Goal: Produce an exact copy of the lines from the line that contains "of the blue" to the end of the listing below.

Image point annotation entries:
** Begin **

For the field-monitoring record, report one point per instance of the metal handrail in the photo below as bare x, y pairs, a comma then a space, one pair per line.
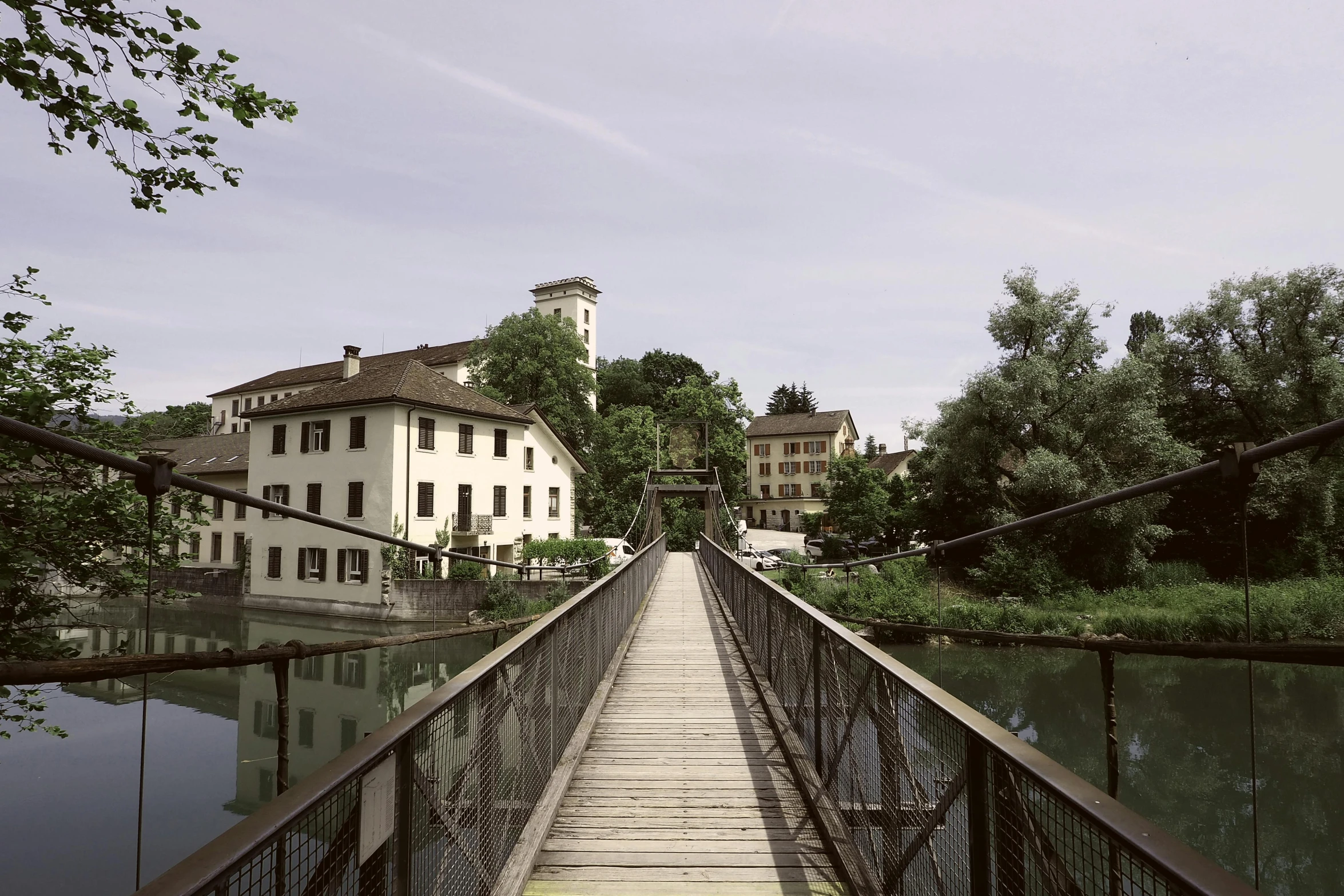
1139, 836
241, 843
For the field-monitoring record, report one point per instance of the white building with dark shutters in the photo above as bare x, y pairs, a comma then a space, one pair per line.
393, 443
398, 448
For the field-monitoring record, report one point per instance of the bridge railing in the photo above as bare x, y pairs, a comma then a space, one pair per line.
935, 797
433, 801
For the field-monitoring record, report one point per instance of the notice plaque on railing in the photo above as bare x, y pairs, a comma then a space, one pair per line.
377, 808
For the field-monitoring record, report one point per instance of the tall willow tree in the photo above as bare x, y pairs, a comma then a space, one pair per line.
1047, 425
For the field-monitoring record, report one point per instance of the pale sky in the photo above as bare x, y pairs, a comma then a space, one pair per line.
785, 191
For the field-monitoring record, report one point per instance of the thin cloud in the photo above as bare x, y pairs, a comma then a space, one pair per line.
578, 122
924, 179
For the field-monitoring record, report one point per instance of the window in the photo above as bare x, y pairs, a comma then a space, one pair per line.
277, 493
352, 566
305, 724
350, 670
265, 719
316, 436
312, 564
309, 668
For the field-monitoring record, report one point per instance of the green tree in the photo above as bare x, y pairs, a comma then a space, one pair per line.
857, 496
74, 57
1046, 426
1260, 359
63, 523
535, 358
177, 421
1142, 327
644, 382
790, 399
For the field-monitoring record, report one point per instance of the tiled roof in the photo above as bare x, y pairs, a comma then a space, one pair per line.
432, 356
408, 382
796, 424
889, 463
201, 455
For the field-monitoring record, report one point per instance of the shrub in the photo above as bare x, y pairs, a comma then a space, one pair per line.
466, 571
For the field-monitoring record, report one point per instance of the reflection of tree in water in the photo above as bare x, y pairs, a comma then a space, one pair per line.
1184, 746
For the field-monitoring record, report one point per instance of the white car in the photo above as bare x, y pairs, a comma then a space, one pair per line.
619, 551
758, 560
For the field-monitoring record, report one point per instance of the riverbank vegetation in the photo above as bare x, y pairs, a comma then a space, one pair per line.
1174, 602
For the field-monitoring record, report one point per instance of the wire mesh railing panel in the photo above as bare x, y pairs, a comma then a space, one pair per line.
435, 801
936, 798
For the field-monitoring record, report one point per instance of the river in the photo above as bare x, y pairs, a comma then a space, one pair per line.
1184, 746
69, 806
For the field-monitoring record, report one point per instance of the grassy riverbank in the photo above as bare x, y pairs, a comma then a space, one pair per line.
1170, 608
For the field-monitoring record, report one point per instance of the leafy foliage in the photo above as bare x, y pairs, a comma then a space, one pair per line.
67, 59
66, 525
535, 358
1046, 426
857, 496
1262, 358
790, 399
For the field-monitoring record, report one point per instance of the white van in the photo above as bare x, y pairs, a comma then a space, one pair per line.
619, 551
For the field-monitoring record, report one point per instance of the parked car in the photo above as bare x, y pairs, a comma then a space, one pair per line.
619, 551
758, 560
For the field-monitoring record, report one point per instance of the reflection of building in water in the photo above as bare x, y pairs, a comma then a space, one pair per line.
333, 700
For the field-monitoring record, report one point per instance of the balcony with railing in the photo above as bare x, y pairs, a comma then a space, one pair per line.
474, 523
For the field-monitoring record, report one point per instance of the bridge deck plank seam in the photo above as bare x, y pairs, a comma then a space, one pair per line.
683, 790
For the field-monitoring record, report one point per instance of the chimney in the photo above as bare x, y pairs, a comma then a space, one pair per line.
350, 364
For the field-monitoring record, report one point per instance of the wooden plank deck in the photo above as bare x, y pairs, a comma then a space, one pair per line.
683, 789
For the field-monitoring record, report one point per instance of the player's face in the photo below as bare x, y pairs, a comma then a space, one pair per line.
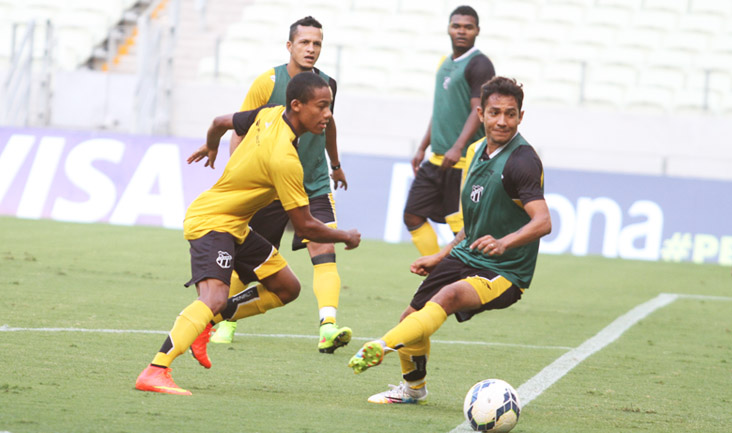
315, 114
305, 47
463, 30
501, 118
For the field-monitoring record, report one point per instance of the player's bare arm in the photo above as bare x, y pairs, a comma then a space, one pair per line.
419, 154
331, 146
309, 228
210, 150
472, 123
540, 225
424, 265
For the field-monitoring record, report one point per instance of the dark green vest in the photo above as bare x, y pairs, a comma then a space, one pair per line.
488, 210
311, 147
451, 106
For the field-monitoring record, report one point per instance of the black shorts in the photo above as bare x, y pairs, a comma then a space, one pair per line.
450, 270
216, 255
270, 222
435, 193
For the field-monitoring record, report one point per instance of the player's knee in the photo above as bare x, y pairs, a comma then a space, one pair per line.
448, 298
289, 291
214, 294
412, 221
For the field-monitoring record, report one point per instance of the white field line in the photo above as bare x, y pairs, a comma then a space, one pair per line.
550, 374
6, 328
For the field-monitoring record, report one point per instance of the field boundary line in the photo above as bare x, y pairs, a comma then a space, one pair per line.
7, 328
550, 374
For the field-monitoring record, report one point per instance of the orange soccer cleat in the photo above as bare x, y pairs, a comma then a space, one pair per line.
158, 379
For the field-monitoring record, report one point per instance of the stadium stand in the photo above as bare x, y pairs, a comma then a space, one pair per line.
618, 54
647, 58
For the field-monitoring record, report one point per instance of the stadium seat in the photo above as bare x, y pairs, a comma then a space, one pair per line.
701, 23
676, 6
554, 93
569, 14
611, 17
693, 102
518, 10
603, 95
711, 7
653, 100
374, 6
660, 20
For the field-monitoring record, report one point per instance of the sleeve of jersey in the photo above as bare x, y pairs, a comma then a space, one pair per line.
287, 177
479, 71
526, 173
260, 91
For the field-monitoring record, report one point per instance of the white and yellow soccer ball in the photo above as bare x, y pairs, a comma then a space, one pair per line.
492, 405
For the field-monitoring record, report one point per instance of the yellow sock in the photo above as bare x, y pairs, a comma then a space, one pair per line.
425, 239
413, 360
416, 327
188, 325
326, 284
264, 301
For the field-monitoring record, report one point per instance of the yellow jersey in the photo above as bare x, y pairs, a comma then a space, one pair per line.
265, 167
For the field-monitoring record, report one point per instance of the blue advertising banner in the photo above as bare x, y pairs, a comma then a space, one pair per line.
142, 180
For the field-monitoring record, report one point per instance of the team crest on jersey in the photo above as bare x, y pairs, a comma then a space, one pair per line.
224, 259
476, 193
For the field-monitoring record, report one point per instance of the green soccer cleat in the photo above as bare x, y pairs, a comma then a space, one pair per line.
224, 333
333, 337
370, 355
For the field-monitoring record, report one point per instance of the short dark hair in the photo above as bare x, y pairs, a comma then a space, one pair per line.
502, 86
466, 10
308, 21
302, 87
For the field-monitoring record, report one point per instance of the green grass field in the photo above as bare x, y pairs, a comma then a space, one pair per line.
672, 371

** End **

Answer in full:
For the field-monitoring record, report one point per instance of the blue advertising banner in the photo above as bare x, y pairs, a comma then a space, one pair per line.
142, 180
For the field-monitoring record, report one point per instance of the team crest on jersey in the photo above as bare x, y pairs, a comma then a space, one pair per line.
224, 259
476, 193
For the field-monitoring record, report one point per instance of the green soccer cleat in the photo above as bare x, y pairs, a comma then a space, one pair per line.
224, 333
333, 337
370, 355
For the field-monitoring record, report one point per instance of the short dark hair in the photo above as bare x, y pairs, a comma then a space, one pair per line.
502, 86
466, 10
308, 21
302, 87
For the field-monitoring record, report one point per instance of the green grass field in the photo above as bare x, y pairs, a comma then a space, one pair per line.
672, 371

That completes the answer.